▶ **Testo estratto**
« U na cosa va detta: che le condizioni di vita dei meridionali al momento dell’Unità erano decisamente migliori di quelle di venti- venticinque anni dopo – infatti la grande emigrazione iniziò allora, alla fine dell’Ottocento. Ed è anche vero che le risorse del Sud aiutarono il decollo industriale del Nord » . Nicola Ostuni, docente di Storia economica all’Università della Magna Grecia di Catanzaro e autore di vari studi sullo sviluppo economico del regno borbonico, qualche punto ai contestatori dell’Unità lo concede. Ma non troppi: « Questo non significa che nel Regno delle Due Sicilie si vivesse bene, anzi. E di certo non meglio che al Nord » .
Così, il tesoro dei Borboni finanziò l’industrializzazione del Nord?
« No, non il tesoro statale – peraltro sopravvalutato, visto che nello stilare i bilanci i Borboni davano già prova di ' finanza creativa' –, ma le rimesse degli emigranti. A livello microeconomico, con i soldi guadagnati all’estero l’emigrante manteneva i parenti in Italia e si comprava la casa e un po’ di terra, facendo pessimi affari perché la strapagava. A livello macroeconomico, invece, gran parte del denaro delle rimesse veniva depositato alla posta, entrando così nella disponibilità dello Stato. Che lo utilizzava per riequilibrare il suo deficit, e quindi finanziare le opere infrastrutturali e le commesse industriali. Fu questo il meccanismo che consentì il decollo, a partire dagli anni Ottanta, delle grandi fabbriche del Nord » .
In che modo l’Unità aggravò le condizioni di vita al Sud?
« Fu un processo complesso, che interessò prima l’industria, poi l’agricoltura » .
Partiamo dall’industria?
« A dire il vero al 1860 non ce n’era molta: qualcosa nei dintorni di Napoli, una manifattura di tappeti abbastanza avanzata a Palena, in Abruzzo, e naturalmente l’industria cotoniera nel Salernitano, impiantata dagli svizzeri durante il dominio napoleonico. I costi erano elevati perché bisognava importare tutto, dal ferro al carbone; i cotonifici, poi, erano in diretta concorrenza proprio con il prodotto tipico della Rivoluzione industriale inglese... Così, tutte si reggevano solo gra- zie al protezionismo doganale, tanto che quanto l’Italia unita adottò le basse tariffe liberiste, queste industrie andarono in crisi » .
Un Sud a vocazione agricola, quindi?
« Fino a un certo punto: l’idea di un Mezzogiorno agricolo e di un Settentrione più portato all’industrializzazione derivava dalla visione dei liberisti e dei positivisti. Ma era errata la premessa. Al Sud c’erano sì alcune aree estremamente produttive – la Terra di Lavoro, una parte della Terra di Bari, il Marchesato in Calabria, la Piana di Catania, la Conca d’Oro a Palermo –, ma si confondevano queste eccezioni con il tutto. Nel gran parte del Mezzogiorno la situazione dell’agricoltura era disperata, erano sassi che non si prestavano a essere lavorati » .

▶ **Dati grezzi**

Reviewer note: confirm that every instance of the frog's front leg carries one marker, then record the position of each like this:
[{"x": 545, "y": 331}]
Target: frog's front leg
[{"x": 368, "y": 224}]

▶ **Elenco degli esercizi**
a - Stabilisci se ciascuna affermazione concorda con l'intervista sull'economia del Sud dopo l'Unità. Rispondi sì o no e cita tra virgolette le parole del testo che lo decidono. (i) Secondo Ostuni, fu il tesoro statale dei Borboni a finanziare l'industrializzazione del Nord. (ii) Una manifattura di tappeti abbastanza avanzata si trovava a Palena, in Abruzzo. (iii) L'industria cotoniera del Salernitano fu impiantata dagli inglesi.
b - Prosegui l'intervista sull'economia del Sud dopo l'Unità, partendo subito dopo l'ultima risposta riportata.

▶ **Esercizi svolti**
a -
(i) No: «No, non il tesoro statale».
(ii) Sì: «una manifattura di tappeti abbastanza avanzata a Palena, in Abruzzo».
(iii) No: «impiantata dagli svizzeri durante il dominio napoleonico».

b -
Come incise su questa economia il liberismo post- unitario?
« Bene: attraverso l’esportazione, fondamentalmente del mosto e dell’olio, l’agricoltura era rifiorita. Il liberismo in questo caso avvantaggiava il Sud e svantaggiava il Nord. Quando però anche l’industria del Nord, negli anni Ottanta, cominciò a patire il liberismo, si passò alle misure protezionistiche, che a questo punto determinarono l’affossamento definitivo dell’economia del Mezzogiorno. Prima il liberismo aveva spazzato via quel poco d’industria che c’era, adesso il protezionismo rovinava l’agricoltura. Ed è allora che iniziò la grande emigrazione meridionale » .
Un fenomeno nuovo?
« In questi termini, sì. L’emigrazione, dal Sud come dal Nord, era un fenomeno antico, di gran lunga precedente l’Unità. Ma fu negli anni Novanta che assunse caratteri di massa, interessando soprattutto i contadini del Mezzogiorno » .
Allora si stava meglio con i Borboni?
« È quello che tende a dire un certo filone di indagine storiografica, ma avrei i miei dubbi. È vero che in quei primi decenni post- unitari le condizioni di vita erano peggiorate, ma questo non vuol dire che prima dell’Unità fossero rosee, né migliori rispetto al Nord. Sono stati proposti studi che mostrerebbero, per il Regno delle Due Sicilie, un prodotto interno lordo superiore a quello del resto d’Italia. Ora, a parte qualche dubbio sul dato in sé – è sempre difficile ricavare simili dati per epoche passate; per esempio, ho analizzato bilanci borbonici settecenteschi pieni di errori, e che in realtà riportavano appena un quarto di quelli reali –, anche fosse confermato non ci direbbe molto. Il numero va sempre interpretato, per dire qualcosa di storicamente concreto; e certo non si può trascurare il fatto che la percezione degli stessi meridionali era molto diversa. Della loro terra, gli scrittori dell’epoca tracciavano un quadro fosco: qualcosa vorra pur dire, no? » .
Edoardo Castagna
«Le condizioni di vita dei meridionali a metà Ottocento erano decisamente migliori di quelle di venti-venticinque anni dopo, quando iniziò la grande emigrazione»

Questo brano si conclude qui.